* Selected passage:
Higher education cannot be put in such a unified package. The range of institutions and missions—from professional and trade programs, through community colleges, across small and large, research institutions versus not, public versus private, and Land Grant versus not—makes the answer highly dependent on the individual institution’s mission.
For a small liberal arts undergraduate program, the answer is probably yes, it is something of a distraction. However, for community college it is part of the core mission.
Another factor is the location and economic environment of the institution. If you are a major public or private research university and are located in Los Angeles, Chicago, Austin, New York, Atlanta or another top 20 region, surrounded by Fortune 500 headquarters and large scale manufacturing, high technology, finance and others, then the corporate market is probably something you have always served and it is built into your culture.
If you are in Albuquerque, New Mexico with no major headquarters within hundreds of miles and a community college that serves the corporate market well, then you probably never tried to serve that market.
At Colorado State University (in Fort Collins, Colorado), we do not try to serve the corporate custom education program market. We do try to serve corporations, and we serve them with:
- Research partnerships in areas where our $330 million dollar annual research program overlaps
- Commercialization efforts related to our inventions and patents
- Partnerships in key labs like our regional bio-containment and extreme ultraviolet labs
- Staffing when they hire our graduates at the undergraduate, masters, and PhD level
- Philanthropic common interests
No modern university fares well for long without great relationships with businesses in several of these areas. We also have built degree programs aimed at particular industry needs like systems engineering and applied statistics, and offer these to sponsoring partners as well as all other qualified students.
At CSU, our distance education division, OnlinePlus, seeks to make our world class programs available with very high quality to students who cannot come to our campus. We have hundreds of trusted relationships with industry partners and almost no single company-specific education programs, but rather programs that meet industry demand.
In sum, serving the corporate market is crucial for today’s higher education institution; whether it is through programs geared toward professionals or relationships with strategic corporate partners. The extent of pursuit of that market is dependent on the size and focus of your particular institution.

* Data excerpts:
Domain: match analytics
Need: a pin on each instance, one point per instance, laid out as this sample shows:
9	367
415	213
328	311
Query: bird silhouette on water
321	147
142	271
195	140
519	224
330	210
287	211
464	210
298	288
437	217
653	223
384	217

* Exercise:
Reproduce everything in the passage on universities and the corporate market from "At CSU, our" down to "meet industry demand.", word for word.

* Result for this task:
At CSU, our distance education division, OnlinePlus, seeks to make our world class programs available with very high quality to students who cannot come to our campus. We have hundreds of trusted relationships with industry partners and almost no single company-specific education programs, but rather programs that meet industry demand.